TEXT EXTRACT:
-- start --
How Do Behavioral Pricing and Behavioral Economics Serve Businesses?

Psychology plays not the last role in understanding how consumers make purchasing decisions. Find out how understanding customer psychology creates the prerequisites for behavioral economics and behavioral pricing, which can be translated into profitable pricing strategies.

Behavioral pricing helps understand what motivates people to purchase one product while avoiding others. Knowing how to distinguish can make a difference between a successful and unsuccessful pricing strategy. Stay with us and explore the world behind behavioral pricing and behavioral economics. After reading the piece, you will get valuable knowledge and practical tips for using behavioral pricing to its full potential

The ideas behind behavioral pricing and behavioral economics

Behavioral economics set the scientific foundation for behavioral pricing. It examines various psychological factors guiding consumer behavior toward particular purchasing behaviors. In most instances, the studies offered by experts in behavioral economics can be used to formulate and predict the process of people making economic-based decisions. From such a perspective, insights from behavioral economics help better understand economics as a whole.

When narrowing down the phenomenon of behavioral economics, we arrive at the concept of behavioral pricing. The idea entails setting product prices based on available information on customer behavior patterns and purchasing decisions. In other words, behavioral pricing takes the insights from behavioral economics and transforms them into viable pricing strategies

Interestingly, the origins of behavioral pricing date back to one of the founders of capitalism, Adam Smith. While the initial understanding of purchasing behaviors was linked to the idea of justice, with several hundred more years of research, the experts found many more psychological pinpoints affecting people’s purchasing decisions. With the arrival of big data and the digital era, companies received a vaster amount of metadata that helps better understand consumer psychology. At this point, nothing tells better about behavioral economics, like real-life examples.
-- end --
WRITTEN TASK A:
Decide whether each statement agrees with the text on behavioral pricing. Answer yes or no, and quote the words from the text that settle it. (i) Behavioral economics provides the scientific basis for behavioral pricing. (ii) Behavioral pricing sets product prices mainly by looking at what competitors charge. (iii) The text traces the origins of behavioral pricing back to Adam Smith.
WRITTEN TASK B:
Resume the text on behavioral pricing, starting right after its last sentence.
The material after this point comes from a separate source and has no link to the text on behavioral pricing.

INFORMATION PROVIDED:
-- start --
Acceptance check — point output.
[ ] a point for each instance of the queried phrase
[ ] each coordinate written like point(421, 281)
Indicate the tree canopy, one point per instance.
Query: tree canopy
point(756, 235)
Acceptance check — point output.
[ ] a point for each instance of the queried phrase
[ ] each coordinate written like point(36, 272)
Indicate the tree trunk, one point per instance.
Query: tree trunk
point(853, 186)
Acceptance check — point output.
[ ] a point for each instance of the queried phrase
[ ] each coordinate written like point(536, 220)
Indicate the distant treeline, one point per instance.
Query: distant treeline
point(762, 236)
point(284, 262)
-- end --
RIGHT ANSWER A:
(i) Yes: "Behavioral economics set the scientific foundation for behavioral pricing."
(ii) No: "The idea entails setting product prices based on available information on customer behavior patterns and purchasing decisions."
(iii) Yes: "the origins of behavioral pricing date back to one of the founders of capitalism, Adam Smith."

RIGHT ANSWER B:
An instance of behavioral economics in real life: The case of Apple Inc.

To further understand the logic behind each given an example, you should consider one of the primary premises of behavioral economics. The theory dictates that people are often motivated by irrational factors in their purchasing behaviors. Interestingly, the more their decisions are irrational, the higher likelihood that individuals will look for some objective justifications for their initially irrational choices. It means that rational beings do not always make rational choices when engaging in consumerism. 

Companies like Apple Inc. always use behavioral economics in their pricing decisions. For instance, when the firm introduces its new iPhone, it always, I repeat, always sets higher prices for a product. The introductory price can be about $800 with its further reduction to $600 or even $500 after several weeks. Why the company does it? The simple answer is that the company sets an unreasonably high price to create later an impression that $600 is a very good deal. And the approach works. Apple Inc. understands consumer psychology and makes people believe they receive a great deal, while there are no rational factors supporting that. 

Apple Inc. spends millions of dollars on research of consumer psychology. It is a long-term investment that helps “manipulate” how customers perceive Apple’s products. Yet, if done correctly, everyone wins. A customer receives their satisfaction from the “good deal,” and companies get their profits while boosting sales volumes. 

Tools for effective behavioral pricing

Behavioral pricing already helps businesses to boost revenues. However, it is important to know several tricks to get the most from behavioral pricing. Here are six tools any company can use to propagate behavioral pricing:

  1. The endowment phenomenon. When a customer receives more than they expect, it is a powerful motivator to make an additional purchase or stay loyal to a particular brand. Give loyalty cards, discounts, and a great customer experience to make such an effect.
  2. The rule of price anchors. Price anchoring is exactly what Apple Inc. does when introducing new products. We’ve talked about it above, and you can read more about it here
  3. The power of pricing thresholds. Thresholds can be imagined as particular zones determining how willing customers are to pay for a product. Using pricing thresholds is important for maximizing the existing margin while keeping consumers loyal at the same time. It is all about a fine balance. 
  4. The principle of three options. It is always better to offer several options. If you have cheap and expensive options, always provide a medium option standing between the two. In this TEd-talk on behavioral economics, a speaker explains the phenomenon in detail. 
  5. The importance of giving something for free. Everyone likes to get something for free. You can reasonably exploit that. Give customers to receive something free, and it can be something simple.
  6. The nudging effect. Behavioral pricing can direct consumers toward the product you want to sell. Consider nudging customers with labels like “Best Buy for the Price,” and “Hot Deal” to create a sense of urgency or a great deal.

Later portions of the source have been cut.